# Aim of the task
Find each line below containing the word "ground" and copy it.

[[ Information given open ]]

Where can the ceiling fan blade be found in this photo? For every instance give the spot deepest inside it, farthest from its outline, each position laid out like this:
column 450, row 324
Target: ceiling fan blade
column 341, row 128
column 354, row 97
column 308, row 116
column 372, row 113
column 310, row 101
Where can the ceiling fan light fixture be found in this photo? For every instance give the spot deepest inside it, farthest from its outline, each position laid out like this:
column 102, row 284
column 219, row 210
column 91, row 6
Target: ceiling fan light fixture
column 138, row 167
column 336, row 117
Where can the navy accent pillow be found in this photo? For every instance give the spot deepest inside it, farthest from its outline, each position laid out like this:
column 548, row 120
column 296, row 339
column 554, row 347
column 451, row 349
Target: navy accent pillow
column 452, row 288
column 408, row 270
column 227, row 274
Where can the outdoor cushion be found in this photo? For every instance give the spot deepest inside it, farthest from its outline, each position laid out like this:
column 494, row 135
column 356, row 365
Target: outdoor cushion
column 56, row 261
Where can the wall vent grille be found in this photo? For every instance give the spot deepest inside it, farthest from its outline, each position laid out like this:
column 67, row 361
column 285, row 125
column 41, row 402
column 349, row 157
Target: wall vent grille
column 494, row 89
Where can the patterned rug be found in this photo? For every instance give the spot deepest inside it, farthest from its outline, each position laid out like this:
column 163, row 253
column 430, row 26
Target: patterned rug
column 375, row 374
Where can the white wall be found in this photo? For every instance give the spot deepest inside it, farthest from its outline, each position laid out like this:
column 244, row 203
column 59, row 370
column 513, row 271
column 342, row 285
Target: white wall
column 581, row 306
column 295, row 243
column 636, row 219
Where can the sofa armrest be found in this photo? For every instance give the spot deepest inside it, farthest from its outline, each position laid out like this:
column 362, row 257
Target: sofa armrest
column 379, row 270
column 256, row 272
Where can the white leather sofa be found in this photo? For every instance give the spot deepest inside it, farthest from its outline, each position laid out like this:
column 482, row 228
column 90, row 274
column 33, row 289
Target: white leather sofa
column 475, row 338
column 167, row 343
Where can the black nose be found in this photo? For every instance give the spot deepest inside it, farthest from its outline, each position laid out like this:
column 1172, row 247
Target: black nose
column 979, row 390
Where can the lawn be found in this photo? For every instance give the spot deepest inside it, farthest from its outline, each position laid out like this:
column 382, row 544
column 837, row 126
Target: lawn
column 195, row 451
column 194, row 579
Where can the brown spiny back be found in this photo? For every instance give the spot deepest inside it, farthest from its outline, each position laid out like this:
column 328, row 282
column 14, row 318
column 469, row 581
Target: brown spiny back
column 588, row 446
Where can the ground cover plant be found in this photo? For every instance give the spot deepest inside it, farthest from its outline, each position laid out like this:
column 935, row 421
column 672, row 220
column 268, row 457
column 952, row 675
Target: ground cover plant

[[ Information given closed ]]

# Result for this task
Where can the ground cover plant be found in this photo? For every instance give the spot deepest inside it, farthest from its outline, each position laid out like this:
Target: ground cover plant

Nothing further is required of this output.